Quoted passage:
The handy reference tables from the appendices can be downloaded freely here:

http://practicalcomputing.org/files/PCfB_Appendices.pdf

We will not have time to review much of this material during our workshops. Instead we will be assigning readings from this text and will refer to (and use) the information and techniques described in the text. Ideally, this material would have already been covered in a previous course, as it lays a foundation in computer skills needed for data management and analysis. These skills include navigating filesystems, use of a command-line interface (CLI) known as the "shell" (Terminal), matching text with regular expressions, creating data pipelines, shell scripting, and installing software. We will have some time in our meetings to answer questions about these topics. The chapter on relational databases will be covered in our workshops, however, and expanded upon with material from other sources.

Dataset excerpts:

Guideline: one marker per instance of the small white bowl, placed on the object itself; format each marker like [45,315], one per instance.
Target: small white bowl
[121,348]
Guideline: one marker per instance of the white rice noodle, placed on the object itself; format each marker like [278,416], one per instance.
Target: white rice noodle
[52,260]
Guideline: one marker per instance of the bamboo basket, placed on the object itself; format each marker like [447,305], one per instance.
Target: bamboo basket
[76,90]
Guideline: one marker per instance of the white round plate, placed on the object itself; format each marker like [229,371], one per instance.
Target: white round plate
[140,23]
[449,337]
...
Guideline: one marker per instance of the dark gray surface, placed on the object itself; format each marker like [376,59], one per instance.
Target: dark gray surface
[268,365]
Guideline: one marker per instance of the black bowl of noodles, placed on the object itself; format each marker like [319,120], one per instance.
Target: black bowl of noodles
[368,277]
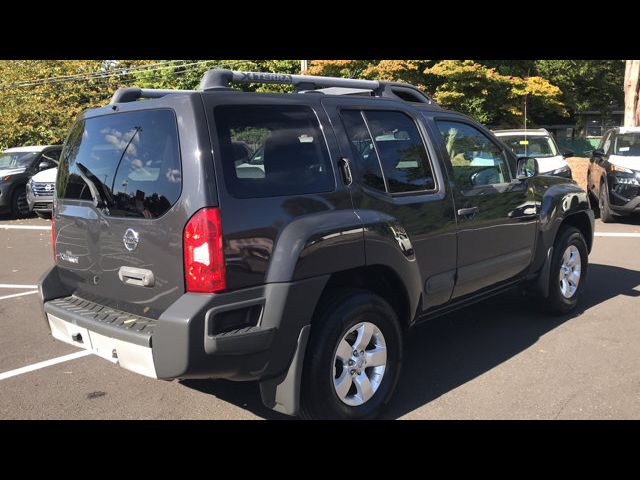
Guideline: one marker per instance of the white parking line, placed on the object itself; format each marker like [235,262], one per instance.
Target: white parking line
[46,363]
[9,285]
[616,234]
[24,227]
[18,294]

Job 1: Pick out each line of the entries that contains the string "basket", matching case exactly.
Job 2: Extend the passage about the workshop readings with the text that would follow its final sentence.
The passage and the entries have no connection to each other.

Exercise response 1:
Guideline: one marker per instance of the bamboo basket, placed on the object itself; format each marker like [447,305], one per instance.
Target: bamboo basket

Exercise response 2:
Most other course materials will be available freely over the Internet. Some resources, however, will be accessed as eBooks* through the Seattle Public Library. If you do not already have a SPL card, you can register to get one here:

http://www.spl.org/using-the-library/get-started/get-a-library-card

Learning Objectives

Participants in this course should expect to learn:

When to consider the use of a database system for scientific research projects
How to determine project requirements and anticipate disk, memory and processing needs
The basics of data security in networked environments
Practical skills in managing, converting, and processing data files
Familiarity with and working knowledge of command-line-interface (CLI) skills
Basic database programming skills using the SQL language
How to design and implement a relational database
How to connect to and use a database from various statistical applications
How websites are built on (and from) database systems (and other web technologies)
Basic systems administration skills such as installing software and configuring services
Familiarity with virtual machine (VM) technology and how to use it for data system development
How to use collaborative project management applications and revision control systems

Course Outline

Exact topics, exercises, dates and times TBD.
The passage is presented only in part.